Entries for shape boundaries

— Start —

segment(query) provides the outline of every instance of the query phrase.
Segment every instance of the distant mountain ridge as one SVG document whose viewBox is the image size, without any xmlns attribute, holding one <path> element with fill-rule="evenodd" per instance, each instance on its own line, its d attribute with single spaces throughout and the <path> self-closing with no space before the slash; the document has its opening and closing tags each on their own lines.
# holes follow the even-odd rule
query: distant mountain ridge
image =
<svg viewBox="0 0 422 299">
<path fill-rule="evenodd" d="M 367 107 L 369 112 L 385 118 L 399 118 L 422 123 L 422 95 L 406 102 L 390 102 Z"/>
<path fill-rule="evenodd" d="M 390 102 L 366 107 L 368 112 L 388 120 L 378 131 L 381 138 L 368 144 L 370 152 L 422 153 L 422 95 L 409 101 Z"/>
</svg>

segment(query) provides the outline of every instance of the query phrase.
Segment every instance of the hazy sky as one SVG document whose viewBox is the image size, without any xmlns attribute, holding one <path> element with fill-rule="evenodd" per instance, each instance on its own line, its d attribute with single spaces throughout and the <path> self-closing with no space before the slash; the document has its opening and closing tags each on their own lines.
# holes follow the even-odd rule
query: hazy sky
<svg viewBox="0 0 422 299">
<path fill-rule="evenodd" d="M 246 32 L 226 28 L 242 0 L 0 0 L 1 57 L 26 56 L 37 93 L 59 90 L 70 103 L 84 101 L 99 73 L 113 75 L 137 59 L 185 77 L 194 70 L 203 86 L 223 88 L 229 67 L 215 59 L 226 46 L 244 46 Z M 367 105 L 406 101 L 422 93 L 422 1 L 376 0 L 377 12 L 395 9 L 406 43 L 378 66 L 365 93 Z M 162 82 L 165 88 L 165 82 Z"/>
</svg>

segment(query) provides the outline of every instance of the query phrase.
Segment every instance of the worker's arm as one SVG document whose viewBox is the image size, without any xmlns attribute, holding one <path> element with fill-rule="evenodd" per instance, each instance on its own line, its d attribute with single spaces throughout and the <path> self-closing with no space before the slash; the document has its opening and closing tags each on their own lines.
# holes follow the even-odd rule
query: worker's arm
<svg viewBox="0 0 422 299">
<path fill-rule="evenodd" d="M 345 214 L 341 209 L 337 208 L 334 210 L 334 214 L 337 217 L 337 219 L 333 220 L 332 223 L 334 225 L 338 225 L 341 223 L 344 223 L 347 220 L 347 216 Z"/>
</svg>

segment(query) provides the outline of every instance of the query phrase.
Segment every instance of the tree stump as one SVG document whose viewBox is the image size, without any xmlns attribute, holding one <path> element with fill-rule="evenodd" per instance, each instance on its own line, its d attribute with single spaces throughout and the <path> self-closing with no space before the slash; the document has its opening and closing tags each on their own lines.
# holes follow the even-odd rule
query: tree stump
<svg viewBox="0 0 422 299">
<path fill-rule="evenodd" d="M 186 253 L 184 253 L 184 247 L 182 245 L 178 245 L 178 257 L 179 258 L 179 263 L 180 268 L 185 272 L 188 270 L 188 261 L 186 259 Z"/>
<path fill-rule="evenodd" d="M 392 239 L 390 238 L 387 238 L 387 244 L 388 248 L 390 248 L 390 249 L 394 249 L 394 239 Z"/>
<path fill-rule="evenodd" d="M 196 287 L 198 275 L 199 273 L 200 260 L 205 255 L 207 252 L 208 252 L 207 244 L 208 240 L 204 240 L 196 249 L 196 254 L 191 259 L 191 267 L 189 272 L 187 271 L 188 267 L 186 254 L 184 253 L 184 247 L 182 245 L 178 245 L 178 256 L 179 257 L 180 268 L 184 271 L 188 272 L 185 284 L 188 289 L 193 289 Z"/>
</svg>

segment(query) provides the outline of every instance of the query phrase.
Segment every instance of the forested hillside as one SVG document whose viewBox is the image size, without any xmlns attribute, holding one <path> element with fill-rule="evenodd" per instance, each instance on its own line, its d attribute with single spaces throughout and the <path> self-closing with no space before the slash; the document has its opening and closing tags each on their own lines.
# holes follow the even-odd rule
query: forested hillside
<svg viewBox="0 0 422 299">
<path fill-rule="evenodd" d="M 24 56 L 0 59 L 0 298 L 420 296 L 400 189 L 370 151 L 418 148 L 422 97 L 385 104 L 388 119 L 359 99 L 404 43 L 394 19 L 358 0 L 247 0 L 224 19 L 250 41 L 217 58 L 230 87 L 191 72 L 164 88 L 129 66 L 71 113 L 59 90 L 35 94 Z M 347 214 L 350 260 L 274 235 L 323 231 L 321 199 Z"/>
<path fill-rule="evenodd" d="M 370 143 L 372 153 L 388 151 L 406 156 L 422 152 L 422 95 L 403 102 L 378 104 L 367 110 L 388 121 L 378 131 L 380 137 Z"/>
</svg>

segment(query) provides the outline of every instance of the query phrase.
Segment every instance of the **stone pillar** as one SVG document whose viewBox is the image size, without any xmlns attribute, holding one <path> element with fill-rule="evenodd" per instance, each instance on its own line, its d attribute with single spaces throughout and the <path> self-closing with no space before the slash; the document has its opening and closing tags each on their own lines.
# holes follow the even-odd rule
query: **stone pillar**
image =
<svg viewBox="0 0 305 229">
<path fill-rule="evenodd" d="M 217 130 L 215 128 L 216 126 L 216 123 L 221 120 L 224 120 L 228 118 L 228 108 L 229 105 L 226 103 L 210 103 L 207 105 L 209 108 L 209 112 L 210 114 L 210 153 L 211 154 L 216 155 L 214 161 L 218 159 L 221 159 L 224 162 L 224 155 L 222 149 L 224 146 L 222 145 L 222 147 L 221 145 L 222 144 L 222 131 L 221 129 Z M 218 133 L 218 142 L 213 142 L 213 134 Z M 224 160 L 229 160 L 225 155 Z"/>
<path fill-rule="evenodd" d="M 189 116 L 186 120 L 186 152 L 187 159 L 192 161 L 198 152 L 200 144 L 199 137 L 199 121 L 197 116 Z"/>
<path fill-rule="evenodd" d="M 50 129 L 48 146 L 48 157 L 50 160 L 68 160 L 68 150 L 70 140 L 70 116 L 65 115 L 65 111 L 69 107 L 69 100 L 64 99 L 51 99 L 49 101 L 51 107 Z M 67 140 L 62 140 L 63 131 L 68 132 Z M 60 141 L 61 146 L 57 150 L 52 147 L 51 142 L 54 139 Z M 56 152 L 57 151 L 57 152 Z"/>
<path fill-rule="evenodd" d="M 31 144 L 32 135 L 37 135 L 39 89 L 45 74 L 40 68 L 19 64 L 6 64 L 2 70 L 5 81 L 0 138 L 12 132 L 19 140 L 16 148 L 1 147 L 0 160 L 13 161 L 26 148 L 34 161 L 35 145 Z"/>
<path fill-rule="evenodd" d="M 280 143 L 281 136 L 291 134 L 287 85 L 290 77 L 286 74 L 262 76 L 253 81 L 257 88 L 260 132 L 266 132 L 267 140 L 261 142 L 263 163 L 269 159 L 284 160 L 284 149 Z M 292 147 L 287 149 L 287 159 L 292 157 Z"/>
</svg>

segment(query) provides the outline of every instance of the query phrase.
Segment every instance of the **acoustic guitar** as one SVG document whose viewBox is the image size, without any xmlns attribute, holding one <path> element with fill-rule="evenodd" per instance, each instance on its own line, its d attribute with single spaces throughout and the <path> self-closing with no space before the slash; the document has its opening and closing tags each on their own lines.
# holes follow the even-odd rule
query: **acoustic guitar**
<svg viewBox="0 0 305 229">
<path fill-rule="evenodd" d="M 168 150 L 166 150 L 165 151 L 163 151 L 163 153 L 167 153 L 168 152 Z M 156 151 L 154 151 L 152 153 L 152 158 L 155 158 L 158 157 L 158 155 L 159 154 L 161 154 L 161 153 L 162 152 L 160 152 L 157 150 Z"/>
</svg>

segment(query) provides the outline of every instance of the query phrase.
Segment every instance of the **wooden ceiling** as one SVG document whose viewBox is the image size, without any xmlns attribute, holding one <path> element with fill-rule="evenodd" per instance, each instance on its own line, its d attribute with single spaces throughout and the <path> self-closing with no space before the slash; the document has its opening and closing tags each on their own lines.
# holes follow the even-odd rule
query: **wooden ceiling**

— End —
— Start —

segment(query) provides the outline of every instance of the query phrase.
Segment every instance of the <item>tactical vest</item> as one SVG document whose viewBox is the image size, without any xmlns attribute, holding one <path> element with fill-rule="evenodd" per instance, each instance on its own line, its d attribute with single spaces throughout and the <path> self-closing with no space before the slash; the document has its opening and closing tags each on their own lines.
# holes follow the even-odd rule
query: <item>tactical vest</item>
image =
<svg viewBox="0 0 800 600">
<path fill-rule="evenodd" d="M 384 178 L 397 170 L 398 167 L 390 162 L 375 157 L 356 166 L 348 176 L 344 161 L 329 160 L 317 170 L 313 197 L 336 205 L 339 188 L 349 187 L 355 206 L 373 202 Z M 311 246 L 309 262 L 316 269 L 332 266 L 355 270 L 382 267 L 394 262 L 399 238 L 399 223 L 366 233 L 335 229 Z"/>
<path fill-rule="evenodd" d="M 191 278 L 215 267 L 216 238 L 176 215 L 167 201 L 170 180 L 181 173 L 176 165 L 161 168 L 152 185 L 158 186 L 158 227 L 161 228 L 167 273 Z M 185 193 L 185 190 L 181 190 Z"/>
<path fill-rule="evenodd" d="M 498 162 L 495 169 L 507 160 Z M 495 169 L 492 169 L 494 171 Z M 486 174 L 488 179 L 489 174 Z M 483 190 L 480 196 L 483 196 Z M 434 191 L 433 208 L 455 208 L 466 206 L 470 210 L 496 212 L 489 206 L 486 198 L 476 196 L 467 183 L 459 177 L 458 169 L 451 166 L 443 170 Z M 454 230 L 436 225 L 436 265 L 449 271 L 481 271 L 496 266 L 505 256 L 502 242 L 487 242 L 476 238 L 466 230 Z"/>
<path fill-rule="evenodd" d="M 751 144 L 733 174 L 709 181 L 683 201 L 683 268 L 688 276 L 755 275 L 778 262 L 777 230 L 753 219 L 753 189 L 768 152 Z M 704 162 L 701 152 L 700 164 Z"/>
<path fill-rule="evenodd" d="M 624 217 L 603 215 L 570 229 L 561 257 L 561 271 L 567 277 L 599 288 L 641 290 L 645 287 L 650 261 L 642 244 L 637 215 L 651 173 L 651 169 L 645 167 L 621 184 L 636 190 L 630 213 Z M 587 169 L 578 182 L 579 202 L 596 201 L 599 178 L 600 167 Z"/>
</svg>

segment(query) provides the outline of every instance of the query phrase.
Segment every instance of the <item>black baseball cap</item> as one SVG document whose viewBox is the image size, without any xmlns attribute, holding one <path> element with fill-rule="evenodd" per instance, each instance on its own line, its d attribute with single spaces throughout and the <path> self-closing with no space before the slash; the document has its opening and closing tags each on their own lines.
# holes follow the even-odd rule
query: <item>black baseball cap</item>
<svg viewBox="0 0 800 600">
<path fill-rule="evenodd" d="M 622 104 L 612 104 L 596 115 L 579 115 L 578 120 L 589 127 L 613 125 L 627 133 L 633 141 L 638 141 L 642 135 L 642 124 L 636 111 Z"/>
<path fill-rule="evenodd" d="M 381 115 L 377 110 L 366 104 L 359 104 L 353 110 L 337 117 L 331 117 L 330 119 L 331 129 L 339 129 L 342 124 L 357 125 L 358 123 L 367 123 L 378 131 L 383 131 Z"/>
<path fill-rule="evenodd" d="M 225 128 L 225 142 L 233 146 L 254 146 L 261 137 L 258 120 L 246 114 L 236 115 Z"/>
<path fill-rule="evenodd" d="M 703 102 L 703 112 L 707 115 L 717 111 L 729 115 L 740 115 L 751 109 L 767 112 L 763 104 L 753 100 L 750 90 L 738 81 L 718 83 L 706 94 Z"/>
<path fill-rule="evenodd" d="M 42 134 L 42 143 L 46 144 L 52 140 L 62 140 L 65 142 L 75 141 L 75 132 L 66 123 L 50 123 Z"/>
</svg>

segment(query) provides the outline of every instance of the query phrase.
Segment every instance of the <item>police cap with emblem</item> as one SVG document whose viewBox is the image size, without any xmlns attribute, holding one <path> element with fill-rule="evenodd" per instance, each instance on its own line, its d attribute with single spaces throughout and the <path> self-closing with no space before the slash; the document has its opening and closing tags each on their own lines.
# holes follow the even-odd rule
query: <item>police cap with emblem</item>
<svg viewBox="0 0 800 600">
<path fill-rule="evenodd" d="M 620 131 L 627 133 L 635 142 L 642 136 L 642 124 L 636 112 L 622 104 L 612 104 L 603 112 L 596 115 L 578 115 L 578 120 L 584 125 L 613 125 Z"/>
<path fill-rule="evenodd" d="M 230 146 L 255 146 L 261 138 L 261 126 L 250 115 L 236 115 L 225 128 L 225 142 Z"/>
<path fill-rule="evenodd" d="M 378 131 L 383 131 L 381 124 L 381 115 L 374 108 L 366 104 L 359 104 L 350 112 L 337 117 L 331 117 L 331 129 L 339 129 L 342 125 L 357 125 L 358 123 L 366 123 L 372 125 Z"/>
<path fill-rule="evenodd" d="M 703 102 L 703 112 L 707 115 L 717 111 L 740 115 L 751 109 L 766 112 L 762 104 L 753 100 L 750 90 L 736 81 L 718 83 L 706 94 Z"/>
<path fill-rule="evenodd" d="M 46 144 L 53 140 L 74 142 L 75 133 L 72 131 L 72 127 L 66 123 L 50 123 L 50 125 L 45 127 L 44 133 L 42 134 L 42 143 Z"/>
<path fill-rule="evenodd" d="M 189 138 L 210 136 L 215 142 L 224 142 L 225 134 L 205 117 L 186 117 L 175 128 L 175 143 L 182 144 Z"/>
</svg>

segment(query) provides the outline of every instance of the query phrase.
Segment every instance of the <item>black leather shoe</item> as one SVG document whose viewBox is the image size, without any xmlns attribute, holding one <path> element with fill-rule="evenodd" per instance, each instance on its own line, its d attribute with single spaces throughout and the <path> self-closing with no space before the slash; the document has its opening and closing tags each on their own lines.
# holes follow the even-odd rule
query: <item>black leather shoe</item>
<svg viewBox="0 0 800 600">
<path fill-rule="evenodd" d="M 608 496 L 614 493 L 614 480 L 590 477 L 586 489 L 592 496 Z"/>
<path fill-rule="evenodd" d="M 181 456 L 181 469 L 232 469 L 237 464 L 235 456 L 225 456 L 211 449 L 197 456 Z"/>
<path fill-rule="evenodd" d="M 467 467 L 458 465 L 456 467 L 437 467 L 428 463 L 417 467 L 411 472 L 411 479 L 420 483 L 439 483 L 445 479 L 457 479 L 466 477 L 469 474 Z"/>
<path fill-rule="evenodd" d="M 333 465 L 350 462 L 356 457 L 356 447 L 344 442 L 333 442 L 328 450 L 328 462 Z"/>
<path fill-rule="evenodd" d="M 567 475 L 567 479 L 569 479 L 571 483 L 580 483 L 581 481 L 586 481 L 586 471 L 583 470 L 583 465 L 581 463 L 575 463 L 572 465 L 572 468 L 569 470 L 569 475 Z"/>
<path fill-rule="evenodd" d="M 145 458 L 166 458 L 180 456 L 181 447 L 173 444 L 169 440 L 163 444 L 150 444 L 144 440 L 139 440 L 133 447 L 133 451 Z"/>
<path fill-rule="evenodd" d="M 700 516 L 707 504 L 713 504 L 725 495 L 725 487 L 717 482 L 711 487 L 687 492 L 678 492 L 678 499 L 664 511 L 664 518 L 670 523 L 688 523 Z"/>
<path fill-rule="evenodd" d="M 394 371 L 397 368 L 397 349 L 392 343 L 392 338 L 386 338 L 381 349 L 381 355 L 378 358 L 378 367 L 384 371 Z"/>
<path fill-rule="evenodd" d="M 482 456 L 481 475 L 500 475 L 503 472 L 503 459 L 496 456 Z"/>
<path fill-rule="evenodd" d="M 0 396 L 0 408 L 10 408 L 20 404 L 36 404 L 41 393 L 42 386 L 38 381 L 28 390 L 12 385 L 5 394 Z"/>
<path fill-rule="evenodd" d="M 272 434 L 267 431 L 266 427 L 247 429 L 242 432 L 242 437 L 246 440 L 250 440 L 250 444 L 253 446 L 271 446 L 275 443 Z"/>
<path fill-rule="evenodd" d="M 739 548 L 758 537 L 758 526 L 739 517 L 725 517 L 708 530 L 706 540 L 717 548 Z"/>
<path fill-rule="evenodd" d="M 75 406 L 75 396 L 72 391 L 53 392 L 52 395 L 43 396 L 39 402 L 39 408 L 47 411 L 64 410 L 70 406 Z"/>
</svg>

— End —

[Requirement]
How many lines of the entries above contain the string "worker"? Reply with the number only.

[Written answer]
2